* _Selected extract_:

------------

Fortune News | Feb 24,2024
Headline inflation, an indicator of the cost of living, rose for the second successive month to 22.3pc, marking the highest figure of the new fiscal year.
Measured by the Consumer Price Index (CPI), the average rate of increase in the price of goods and services depicts a 0.7-percentage-point rise from the previous month, according to the latest data from the Central Statistical Agency (CSA).
Primary upward pressure came from a surge in food product prices, mainly cereals and vegetables. The rate is more than double the figure that the government targeted for the current fiscal year.
For the newly started budget year, the Ministry of Finance intended to control the headline inflation rate to single digits at 9.8pc. This is despite the 19.9pc annualised average inflation rate that was registered in the recently ended fiscal year.
In July, food inflation registered an almost two-percentage-point rise, while non-food inflation has shown a slight dip of 0.8 percentage points.
Vegetables - onions, potatoes and tomatoes in particular - registered a rapid surge in their prices and tended to drive up overall food inflation. The cost of black pepper also continued to rise last month following the trend of previous months, according to the report.

------------

* _Problem set_:
- A) Copy the inflation article word for word, starting with "In July, food" and going on through "to the report.".
- B) Resume the inflation article, picking up after its final sentence.

* _Provided material_:
------------

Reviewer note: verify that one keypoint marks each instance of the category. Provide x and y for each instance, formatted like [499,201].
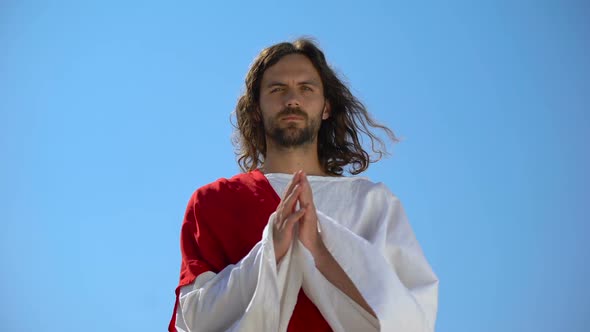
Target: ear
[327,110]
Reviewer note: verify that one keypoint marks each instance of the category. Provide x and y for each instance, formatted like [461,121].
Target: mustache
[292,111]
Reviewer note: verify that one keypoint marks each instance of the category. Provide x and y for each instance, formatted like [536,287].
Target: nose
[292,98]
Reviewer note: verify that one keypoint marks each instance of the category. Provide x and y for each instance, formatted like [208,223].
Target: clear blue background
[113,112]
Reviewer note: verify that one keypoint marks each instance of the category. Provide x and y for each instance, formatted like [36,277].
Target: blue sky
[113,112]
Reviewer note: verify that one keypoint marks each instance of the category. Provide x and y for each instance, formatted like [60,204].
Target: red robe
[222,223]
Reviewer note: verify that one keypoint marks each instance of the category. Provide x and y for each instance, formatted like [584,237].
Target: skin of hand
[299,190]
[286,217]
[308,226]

------------

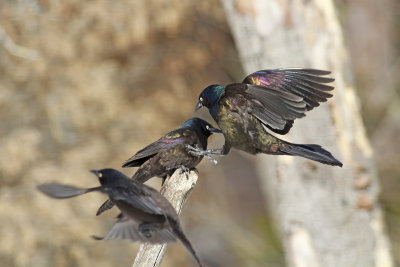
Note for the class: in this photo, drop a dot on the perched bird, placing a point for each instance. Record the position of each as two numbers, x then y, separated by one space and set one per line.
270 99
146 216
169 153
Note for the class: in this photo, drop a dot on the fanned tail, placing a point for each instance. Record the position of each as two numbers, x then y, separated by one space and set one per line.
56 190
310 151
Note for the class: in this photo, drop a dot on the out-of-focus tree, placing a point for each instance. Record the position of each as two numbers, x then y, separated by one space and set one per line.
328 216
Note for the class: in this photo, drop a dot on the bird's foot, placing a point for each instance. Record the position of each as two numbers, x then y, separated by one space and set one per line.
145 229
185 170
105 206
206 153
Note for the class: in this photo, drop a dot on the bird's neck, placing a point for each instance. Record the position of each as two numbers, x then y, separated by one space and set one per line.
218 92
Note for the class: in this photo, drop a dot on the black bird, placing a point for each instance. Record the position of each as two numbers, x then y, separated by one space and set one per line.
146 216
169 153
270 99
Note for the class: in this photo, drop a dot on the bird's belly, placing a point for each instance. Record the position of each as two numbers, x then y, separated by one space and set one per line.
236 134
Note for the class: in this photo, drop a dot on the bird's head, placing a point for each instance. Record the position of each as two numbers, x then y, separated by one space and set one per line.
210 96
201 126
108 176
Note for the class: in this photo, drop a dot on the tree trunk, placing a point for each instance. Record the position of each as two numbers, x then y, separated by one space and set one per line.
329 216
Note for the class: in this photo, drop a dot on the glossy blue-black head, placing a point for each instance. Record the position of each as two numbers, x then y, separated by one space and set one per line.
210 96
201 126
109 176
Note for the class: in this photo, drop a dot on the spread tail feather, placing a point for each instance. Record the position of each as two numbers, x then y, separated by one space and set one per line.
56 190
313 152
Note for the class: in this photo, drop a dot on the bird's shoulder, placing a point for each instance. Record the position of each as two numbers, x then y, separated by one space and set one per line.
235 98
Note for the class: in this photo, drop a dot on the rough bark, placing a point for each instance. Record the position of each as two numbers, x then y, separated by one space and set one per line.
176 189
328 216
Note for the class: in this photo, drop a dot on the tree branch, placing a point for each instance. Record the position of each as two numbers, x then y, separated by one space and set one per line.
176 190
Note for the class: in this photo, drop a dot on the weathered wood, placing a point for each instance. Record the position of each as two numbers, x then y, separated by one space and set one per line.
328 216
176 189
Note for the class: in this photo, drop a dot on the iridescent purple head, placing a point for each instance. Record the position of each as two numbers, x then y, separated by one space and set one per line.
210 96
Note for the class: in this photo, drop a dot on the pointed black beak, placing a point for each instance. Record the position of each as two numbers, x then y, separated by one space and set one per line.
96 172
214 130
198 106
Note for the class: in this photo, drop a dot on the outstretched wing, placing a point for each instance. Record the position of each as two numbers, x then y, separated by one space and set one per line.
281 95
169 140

------------

* _Answers provided_:
- A)
In July, food inflation registered an almost two-percentage-point rise, while non-food inflation has shown a slight dip of 0.8 percentage points.
Vegetables - onions, potatoes and tomatoes in particular - registered a rapid surge in their prices and tended to drive up overall food inflation. The cost of black pepper also continued to rise last month following the trend of previous months, according to the report.

- B)
Since May, the prices of onions and tomatoes, which are widely consumed in many households throughout the country, have doubled. Currently, onions and tomatoes are sold at 30 Br and 28 Br a kilogram, respectively.
The rise in inflation in the non-food component is steadily increasing due to soaring prices for alcohol and tobacco, khat, housing repair and maintenance, energy, transportation and medical care.
On a month-to-month basis, which measures the price change between the two latest months, inflation rose by two percent from June to July.
On top of eroding consumer purchasing power, the higher inflation rate is causing macroeconomic imbalances, according to Ahmed Shide, minister of Finance, speaking at a discussion over the 10-Year Development Plan that was designed by the National Planning & Development Commission.
The Ministry of Finance and the National Bank of Ethiopia will work on controlling the rate by combining public finance management as well as monetary policy, according to Ahmed, who explained the targets of the 10-Year Financial Sector Plan.
One of the instruments to be used to control inflation, according to Ahmed, is working on keeping the average budget deficit rate at no more than three percent of GDP.
“Following a strict fiscal policy,” he said, “we’ll gradually stop direct borrowing from the central bank.”
Aiming to control the inflation rate within the targeted figures, the government has also designed the treasury bill to be market-driven, according to Ahmed.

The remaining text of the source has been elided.